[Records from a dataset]
****************

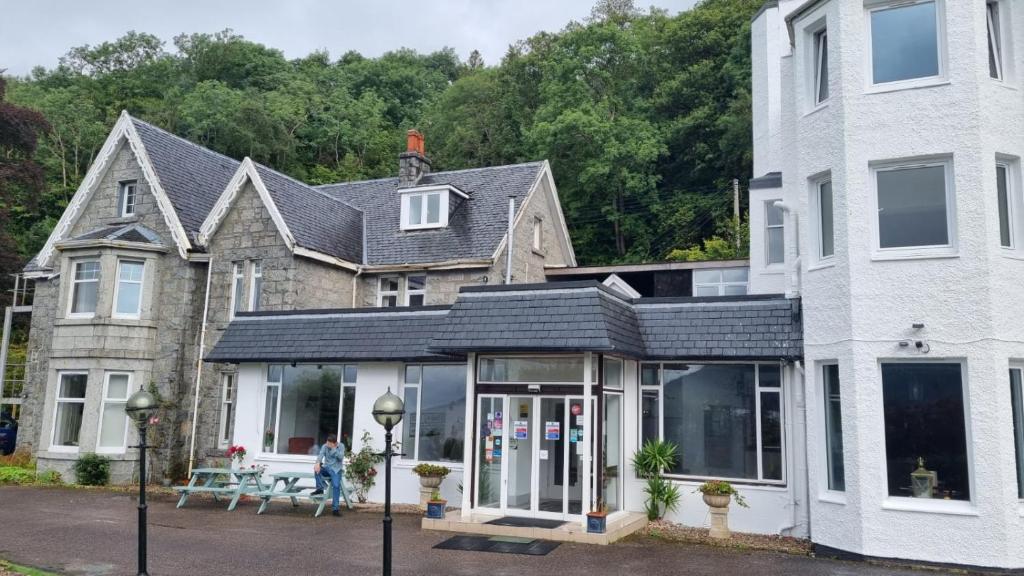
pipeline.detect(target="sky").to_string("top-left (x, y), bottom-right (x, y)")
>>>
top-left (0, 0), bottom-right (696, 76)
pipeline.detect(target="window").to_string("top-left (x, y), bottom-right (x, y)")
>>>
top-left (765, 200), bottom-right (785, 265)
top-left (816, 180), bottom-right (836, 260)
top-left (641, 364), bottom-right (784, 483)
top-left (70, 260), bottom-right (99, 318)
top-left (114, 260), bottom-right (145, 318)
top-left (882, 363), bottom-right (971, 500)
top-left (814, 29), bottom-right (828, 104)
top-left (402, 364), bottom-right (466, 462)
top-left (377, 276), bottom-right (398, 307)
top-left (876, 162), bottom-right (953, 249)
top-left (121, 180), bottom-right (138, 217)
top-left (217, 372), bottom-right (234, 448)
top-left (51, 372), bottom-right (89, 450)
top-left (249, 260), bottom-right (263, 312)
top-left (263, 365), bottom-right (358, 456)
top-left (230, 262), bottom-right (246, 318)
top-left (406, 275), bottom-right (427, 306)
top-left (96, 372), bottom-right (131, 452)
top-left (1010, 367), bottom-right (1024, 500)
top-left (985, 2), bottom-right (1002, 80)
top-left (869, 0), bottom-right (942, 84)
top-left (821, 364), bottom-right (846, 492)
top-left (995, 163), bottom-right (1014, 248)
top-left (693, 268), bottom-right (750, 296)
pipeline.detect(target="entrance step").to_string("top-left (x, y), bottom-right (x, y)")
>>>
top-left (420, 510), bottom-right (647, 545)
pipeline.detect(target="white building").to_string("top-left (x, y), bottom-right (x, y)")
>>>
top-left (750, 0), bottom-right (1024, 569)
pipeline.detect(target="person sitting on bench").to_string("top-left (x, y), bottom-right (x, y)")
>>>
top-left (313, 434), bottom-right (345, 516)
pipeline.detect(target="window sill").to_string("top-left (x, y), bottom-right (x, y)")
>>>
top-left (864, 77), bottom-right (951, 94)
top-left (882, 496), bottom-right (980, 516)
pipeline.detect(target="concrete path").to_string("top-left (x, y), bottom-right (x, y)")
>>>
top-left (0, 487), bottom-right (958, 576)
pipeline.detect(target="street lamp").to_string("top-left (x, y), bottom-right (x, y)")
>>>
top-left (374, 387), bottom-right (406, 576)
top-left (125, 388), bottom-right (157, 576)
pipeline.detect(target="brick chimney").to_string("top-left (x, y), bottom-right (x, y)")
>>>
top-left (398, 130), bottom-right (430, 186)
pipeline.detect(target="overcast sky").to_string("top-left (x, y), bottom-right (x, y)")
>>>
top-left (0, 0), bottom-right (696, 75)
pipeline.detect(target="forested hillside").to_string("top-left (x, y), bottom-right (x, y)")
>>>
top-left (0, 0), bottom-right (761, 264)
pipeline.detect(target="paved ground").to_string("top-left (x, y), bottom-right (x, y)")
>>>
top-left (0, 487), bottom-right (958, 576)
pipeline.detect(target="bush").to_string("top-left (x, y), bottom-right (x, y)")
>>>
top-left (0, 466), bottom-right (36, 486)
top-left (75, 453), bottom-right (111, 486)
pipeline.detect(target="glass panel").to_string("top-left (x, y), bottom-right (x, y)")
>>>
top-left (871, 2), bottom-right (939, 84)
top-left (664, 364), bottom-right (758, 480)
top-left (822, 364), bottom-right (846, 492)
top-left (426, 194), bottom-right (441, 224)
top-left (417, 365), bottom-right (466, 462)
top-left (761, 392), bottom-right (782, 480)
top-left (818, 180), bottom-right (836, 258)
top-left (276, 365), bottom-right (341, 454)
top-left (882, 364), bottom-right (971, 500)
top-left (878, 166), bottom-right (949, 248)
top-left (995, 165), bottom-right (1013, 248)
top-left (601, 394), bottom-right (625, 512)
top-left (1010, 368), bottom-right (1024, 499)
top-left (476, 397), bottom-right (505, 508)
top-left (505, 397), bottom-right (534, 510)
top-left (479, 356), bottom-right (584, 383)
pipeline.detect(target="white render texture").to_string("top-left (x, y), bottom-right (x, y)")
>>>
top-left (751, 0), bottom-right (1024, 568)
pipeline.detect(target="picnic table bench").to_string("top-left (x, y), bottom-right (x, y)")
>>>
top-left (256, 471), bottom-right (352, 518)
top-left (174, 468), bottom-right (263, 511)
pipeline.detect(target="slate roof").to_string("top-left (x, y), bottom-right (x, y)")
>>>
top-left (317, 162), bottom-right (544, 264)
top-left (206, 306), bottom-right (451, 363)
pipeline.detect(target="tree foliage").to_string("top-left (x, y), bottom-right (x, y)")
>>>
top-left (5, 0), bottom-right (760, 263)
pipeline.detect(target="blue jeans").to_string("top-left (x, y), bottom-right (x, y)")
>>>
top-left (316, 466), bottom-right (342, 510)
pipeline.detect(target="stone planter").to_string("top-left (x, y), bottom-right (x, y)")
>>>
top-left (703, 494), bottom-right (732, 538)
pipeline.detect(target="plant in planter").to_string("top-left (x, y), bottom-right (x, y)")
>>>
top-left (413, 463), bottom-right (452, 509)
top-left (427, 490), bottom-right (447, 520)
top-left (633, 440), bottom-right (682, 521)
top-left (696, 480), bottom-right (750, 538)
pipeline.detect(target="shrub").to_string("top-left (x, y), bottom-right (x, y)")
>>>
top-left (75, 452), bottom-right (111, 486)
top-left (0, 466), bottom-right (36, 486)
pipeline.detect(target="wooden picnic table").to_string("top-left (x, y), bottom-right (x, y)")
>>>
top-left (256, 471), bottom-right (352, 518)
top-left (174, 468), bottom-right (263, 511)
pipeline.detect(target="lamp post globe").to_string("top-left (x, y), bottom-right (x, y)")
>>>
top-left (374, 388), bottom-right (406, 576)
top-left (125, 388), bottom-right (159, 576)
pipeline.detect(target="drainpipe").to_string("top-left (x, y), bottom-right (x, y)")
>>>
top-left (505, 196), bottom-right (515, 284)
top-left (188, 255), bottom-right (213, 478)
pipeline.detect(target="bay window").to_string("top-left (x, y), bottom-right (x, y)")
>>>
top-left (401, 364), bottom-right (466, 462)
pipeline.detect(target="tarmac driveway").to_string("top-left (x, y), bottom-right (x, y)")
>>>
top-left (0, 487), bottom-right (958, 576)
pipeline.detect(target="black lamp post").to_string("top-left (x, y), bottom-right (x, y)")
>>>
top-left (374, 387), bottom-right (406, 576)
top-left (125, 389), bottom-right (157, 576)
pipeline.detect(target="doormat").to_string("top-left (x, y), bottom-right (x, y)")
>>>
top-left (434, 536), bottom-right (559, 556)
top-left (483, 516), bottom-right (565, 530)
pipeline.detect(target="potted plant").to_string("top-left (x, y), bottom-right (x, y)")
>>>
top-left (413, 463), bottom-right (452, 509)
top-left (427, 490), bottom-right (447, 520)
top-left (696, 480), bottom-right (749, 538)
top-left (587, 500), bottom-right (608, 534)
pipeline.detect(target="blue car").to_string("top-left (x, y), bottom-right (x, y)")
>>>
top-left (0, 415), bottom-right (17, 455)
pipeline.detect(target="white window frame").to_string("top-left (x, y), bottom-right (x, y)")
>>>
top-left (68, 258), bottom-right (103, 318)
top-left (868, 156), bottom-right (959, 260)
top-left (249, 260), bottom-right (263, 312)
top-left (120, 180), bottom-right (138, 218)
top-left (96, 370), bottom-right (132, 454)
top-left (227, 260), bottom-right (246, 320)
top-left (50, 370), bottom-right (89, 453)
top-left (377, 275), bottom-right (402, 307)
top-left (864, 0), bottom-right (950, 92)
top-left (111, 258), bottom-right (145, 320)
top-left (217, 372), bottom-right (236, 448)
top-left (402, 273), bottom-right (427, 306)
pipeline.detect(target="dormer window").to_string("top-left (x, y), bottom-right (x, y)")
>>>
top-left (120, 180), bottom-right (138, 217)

****************

* _Task objective_
Find every line in the records above that contains the string "post", and copy each one. Treat uppercase and lowercase as different.

* _Final result_
pipeline.detect(target="lamp post globe").to_string("top-left (x, y), bottom-right (x, y)")
pipeline.detect(target="black lamp post").to_string("top-left (x, y), bottom-right (x, y)")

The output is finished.